*EXERCISE DATA*
==========

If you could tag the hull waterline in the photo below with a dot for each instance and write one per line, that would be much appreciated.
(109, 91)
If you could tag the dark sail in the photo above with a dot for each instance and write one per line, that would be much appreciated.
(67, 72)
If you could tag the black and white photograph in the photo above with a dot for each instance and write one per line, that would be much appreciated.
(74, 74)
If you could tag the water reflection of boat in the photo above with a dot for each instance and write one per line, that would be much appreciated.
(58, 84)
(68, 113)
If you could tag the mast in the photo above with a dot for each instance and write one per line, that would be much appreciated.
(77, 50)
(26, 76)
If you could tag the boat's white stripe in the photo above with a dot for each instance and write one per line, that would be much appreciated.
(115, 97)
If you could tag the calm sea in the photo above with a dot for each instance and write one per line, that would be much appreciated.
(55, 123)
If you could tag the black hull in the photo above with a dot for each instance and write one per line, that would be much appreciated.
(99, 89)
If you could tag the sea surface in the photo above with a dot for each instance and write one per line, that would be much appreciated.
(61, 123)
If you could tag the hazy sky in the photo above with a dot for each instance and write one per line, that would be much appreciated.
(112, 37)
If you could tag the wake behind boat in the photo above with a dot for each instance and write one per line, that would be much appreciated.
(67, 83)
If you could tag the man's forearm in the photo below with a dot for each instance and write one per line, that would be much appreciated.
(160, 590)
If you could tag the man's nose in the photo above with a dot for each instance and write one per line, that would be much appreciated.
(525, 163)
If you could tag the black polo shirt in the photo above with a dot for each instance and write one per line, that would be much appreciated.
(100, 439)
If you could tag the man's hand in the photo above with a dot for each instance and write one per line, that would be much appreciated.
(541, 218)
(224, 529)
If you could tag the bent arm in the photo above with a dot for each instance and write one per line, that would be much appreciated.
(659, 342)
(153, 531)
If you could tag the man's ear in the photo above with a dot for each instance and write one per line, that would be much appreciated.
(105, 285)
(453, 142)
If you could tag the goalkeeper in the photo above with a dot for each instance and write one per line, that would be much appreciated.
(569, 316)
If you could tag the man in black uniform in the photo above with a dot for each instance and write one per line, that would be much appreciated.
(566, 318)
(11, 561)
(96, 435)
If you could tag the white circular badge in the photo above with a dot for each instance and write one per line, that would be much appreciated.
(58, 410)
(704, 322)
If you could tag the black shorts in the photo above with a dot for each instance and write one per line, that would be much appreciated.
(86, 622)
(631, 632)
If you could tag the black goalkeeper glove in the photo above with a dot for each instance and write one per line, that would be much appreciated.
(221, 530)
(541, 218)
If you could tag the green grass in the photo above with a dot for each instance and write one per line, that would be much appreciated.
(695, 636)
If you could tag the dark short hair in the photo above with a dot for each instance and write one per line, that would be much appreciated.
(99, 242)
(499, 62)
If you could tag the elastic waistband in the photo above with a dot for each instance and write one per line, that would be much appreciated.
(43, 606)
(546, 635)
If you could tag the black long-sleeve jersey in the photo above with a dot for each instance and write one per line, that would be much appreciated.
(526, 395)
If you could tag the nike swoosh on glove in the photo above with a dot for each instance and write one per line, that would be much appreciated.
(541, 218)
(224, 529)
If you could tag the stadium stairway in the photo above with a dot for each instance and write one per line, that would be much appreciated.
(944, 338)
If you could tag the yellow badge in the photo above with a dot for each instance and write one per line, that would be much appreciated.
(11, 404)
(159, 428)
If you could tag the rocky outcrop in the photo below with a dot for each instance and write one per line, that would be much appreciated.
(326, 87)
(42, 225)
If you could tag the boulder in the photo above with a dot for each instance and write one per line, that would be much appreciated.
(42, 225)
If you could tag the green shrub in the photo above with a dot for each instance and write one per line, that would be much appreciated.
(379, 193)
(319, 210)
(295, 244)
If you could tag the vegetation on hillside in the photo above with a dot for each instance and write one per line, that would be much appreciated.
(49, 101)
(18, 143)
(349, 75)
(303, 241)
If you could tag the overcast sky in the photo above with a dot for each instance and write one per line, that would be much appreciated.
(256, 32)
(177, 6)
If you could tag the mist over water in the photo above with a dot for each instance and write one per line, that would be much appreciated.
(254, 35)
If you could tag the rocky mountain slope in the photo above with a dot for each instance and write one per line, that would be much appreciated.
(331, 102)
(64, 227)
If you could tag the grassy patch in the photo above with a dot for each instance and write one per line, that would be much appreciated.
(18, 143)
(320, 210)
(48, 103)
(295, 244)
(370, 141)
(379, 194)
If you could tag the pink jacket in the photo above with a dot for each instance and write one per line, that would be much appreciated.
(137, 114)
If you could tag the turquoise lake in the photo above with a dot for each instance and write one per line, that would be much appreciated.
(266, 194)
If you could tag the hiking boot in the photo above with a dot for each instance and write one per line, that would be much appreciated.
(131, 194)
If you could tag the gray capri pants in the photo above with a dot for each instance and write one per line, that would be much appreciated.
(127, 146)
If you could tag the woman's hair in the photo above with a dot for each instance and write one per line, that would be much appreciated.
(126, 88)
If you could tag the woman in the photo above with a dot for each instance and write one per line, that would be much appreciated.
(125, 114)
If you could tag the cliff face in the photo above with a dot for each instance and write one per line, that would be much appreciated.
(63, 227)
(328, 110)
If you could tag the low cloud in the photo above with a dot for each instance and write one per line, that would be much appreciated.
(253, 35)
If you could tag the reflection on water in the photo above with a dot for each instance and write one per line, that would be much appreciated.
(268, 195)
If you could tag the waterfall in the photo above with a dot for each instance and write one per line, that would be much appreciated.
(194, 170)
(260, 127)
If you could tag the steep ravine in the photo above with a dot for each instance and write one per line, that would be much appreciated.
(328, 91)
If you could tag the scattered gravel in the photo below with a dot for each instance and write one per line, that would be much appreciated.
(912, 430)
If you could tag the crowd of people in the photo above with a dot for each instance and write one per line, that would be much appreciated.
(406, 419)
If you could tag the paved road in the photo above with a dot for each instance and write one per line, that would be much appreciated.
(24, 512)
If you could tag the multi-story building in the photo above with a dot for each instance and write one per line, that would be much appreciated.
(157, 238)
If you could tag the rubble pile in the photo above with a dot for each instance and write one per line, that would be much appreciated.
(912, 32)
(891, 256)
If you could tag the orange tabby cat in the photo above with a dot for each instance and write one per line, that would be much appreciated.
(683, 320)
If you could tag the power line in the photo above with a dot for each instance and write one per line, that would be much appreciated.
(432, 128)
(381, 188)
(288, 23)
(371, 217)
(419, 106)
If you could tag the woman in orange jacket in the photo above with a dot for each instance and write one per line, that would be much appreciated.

==========

*YOUR ASSIGNMENT*
The records above must be printed again in full, exactly as written.

*RESULT*
If you could tag the hull waterline in the photo below with a dot for each instance and write one per line, that would be much appreciated.
(109, 91)
If you could tag the dark sail in the photo above with a dot for each instance and write one per line, that would be much appreciated.
(67, 72)
If you could tag the black and white photograph in the photo above with a dot for each instance and write one per line, that would be much appreciated.
(74, 74)
If you could tag the water reflection of boat in the photo above with a dot for each instance and write one per line, that would be much appreciated.
(58, 84)
(68, 113)
If you could tag the mast in the photo above with a dot for each instance and write one per line, that would be much appreciated.
(77, 50)
(26, 76)
If you could tag the boat's white stripe in the photo above with a dot for each instance and write one per line, that would be much appreciated.
(115, 97)
If you could tag the calm sea in the photo above with a dot for each instance and write one per line, that would be much appreciated.
(55, 123)
If you could tag the black hull in the photo above with a dot for each instance and write one per line, that would be much appreciated.
(99, 89)
If you could tag the sea surface in the photo above with a dot for each instance and write one per line, that would be much appreciated.
(61, 123)
If you could tag the hazy sky in the photo above with a dot for each instance and write one per line, that would be much appreciated.
(112, 37)
If you could tag the wake behind boat in the photo above with a dot for each instance and write one per line, that would be much appreciated.
(67, 83)
If you could tag the man's forearm in the photo below with a dot for each instance and write one per line, that would be much appreciated.
(160, 590)
If you could tag the man's nose in the photo above with a dot for each instance and write one per line, that would be much appreciated.
(525, 163)
If you could tag the black polo shirt in the photo above with a dot for each instance and write one per line, that would be much appreciated.
(100, 439)
If you could tag the man's hand in the photo above with a dot for each instance and write one per line, that would be much appreciated.
(541, 218)
(224, 529)
If you could tag the bent arm in the photo above with a dot for each instance and write one per line, that would be much appreciated.
(659, 342)
(153, 531)
If you could tag the man's ear in the photo above with a dot for each instance and write one per line, that would be much appreciated.
(105, 285)
(453, 142)
If you could tag the goalkeeper in the photo above with a dot for each instance and write one per line, that would be much appreciated.
(569, 316)
If you could tag the man in black uniform in the photo above with a dot for each instance and write one per line, that would be much appreciated.
(566, 318)
(11, 561)
(96, 435)
If you could tag the white circular badge in the photo above with a dot for each instance and write one per line, that would be much appreciated.
(58, 410)
(704, 322)
If you could tag the black shorts in the photo above with a dot for each instance and write one per line, that would be much appreciated.
(86, 622)
(631, 632)
If you could tag the black goalkeeper glove in the photo above with a dot for each instance and write one per line, that would be much appreciated.
(221, 530)
(541, 218)
If you could tag the green grass in the photo above with a dot for each instance and write one per line, that would be much appreciated.
(695, 636)
If you could tag the dark short hair in the photo above with a dot for each instance and write one per line, that would be much appreciated.
(99, 242)
(499, 62)
If you could tag the elastic waistband in the photo above with a dot for each instance and write one per line, that would be much appreciated.
(43, 606)
(546, 635)
If you could tag the black long-sleeve jersey in the photo above with a dot for each instance and write one per line, that would be much appreciated.
(526, 395)
If you could tag the nike swoosh on glove in the photo above with a dot for each instance and write one per line, that would be much appreciated.
(541, 218)
(224, 529)
If you could tag the stadium stairway in the photo above with a dot for each instance and write one per line, that would be much appreciated.
(944, 338)
If you could tag the yellow badge in the photo above with a dot for each instance and write one per line, that would be much appreciated.
(11, 404)
(159, 428)
If you could tag the rocky outcrop in the photo below with a dot for each instance and write one per line, that would be much appreciated.
(326, 87)
(42, 225)
If you could tag the boulder in the photo above with a dot for each instance and write one per line, that would be much appreciated.
(42, 225)
If you could tag the green shrub in the photo above with a dot for each instance and write one per line, that would be much appreciated.
(379, 193)
(319, 210)
(295, 244)
If you could tag the vegetation on hillside in the photo above with a dot for each instance and write one per line, that would be much appreciated.
(49, 101)
(18, 143)
(349, 75)
(303, 241)
If you could tag the overcast sky in the photo above with a dot for each instance and write one per line, that would be much appreciated.
(256, 32)
(177, 6)
If you could tag the mist over water in the photo above with a dot for each instance and write one per line, that would be much appreciated.
(254, 35)
If you could tag the rocky mountain slope in the photo above with a dot for each instance and write one per line, that would be much appreciated.
(331, 102)
(64, 227)
If you could tag the grassy patch in the photo above with a dot for each instance and write one per line, that would be much appreciated.
(18, 143)
(320, 210)
(48, 103)
(295, 244)
(370, 141)
(379, 194)
If you could tag the pink jacket in the photo above with a dot for each instance and write one per line, that would be much appreciated.
(137, 114)
If you could tag the turquoise lake in the photo above with a dot for each instance and write one per line, that would be much appreciated.
(266, 194)
If you could tag the hiking boot in the photo above with a dot for each instance and write one per line, that would be much appreciated.
(131, 194)
If you could tag the gray capri pants in the photo above with a dot for each instance and write one per line, that would be much appreciated.
(127, 146)
If you could tag the woman's hair in the photo above with a dot for each instance and write one per line, that would be much appreciated.
(126, 88)
If you could tag the woman in the photo above with a dot for each instance and write one per line, that would be much appreciated.
(125, 114)
If you could tag the cliff face in the photo above with a dot for each instance and write one per line, that would be much appreciated.
(63, 227)
(328, 110)
If you could tag the low cloud in the photo above with a dot for each instance and write one per line, that would be much appreciated.
(253, 35)
If you could tag the reflection on water in the photo above with a dot for each instance and write one per line, that would be much appreciated.
(268, 195)
If you could tag the waterfall in the photo above with a dot for each instance and write one per line, that would be much appreciated.
(194, 170)
(260, 127)
If you could tag the steep ravine in the photo above with a dot for each instance and write one per line, that would be much appreciated.
(328, 91)
If you could tag the scattered gravel in the photo below with a dot for each instance and write one per line, that would be much appreciated.
(912, 430)
If you could tag the crowd of people in the photo above with a dot for each instance and write one per line, that would be much appreciated.
(406, 419)
If you could tag the paved road in the photo above with a dot for each instance and write one per line, that would be much appreciated.
(24, 512)
If you could tag the multi-story building in the photo above with a dot for each instance and write one per line, that would be much appreciated.
(157, 238)
If you could tag the rubble pile in the photo above with a dot for each instance and write one per line, that would be much appreciated.
(912, 32)
(891, 256)
If you could tag the orange tabby cat in the photo above with a dot for each instance and write one per line, that would be much appreciated.
(683, 320)
If you could tag the power line in the photo above with a dot for each instance and write one per line, that would be much appreciated.
(432, 128)
(381, 188)
(288, 23)
(371, 217)
(419, 106)
If you could tag the woman in orange jacket in the photo above with a dot for each instance and write one per line, that would be much appreciated.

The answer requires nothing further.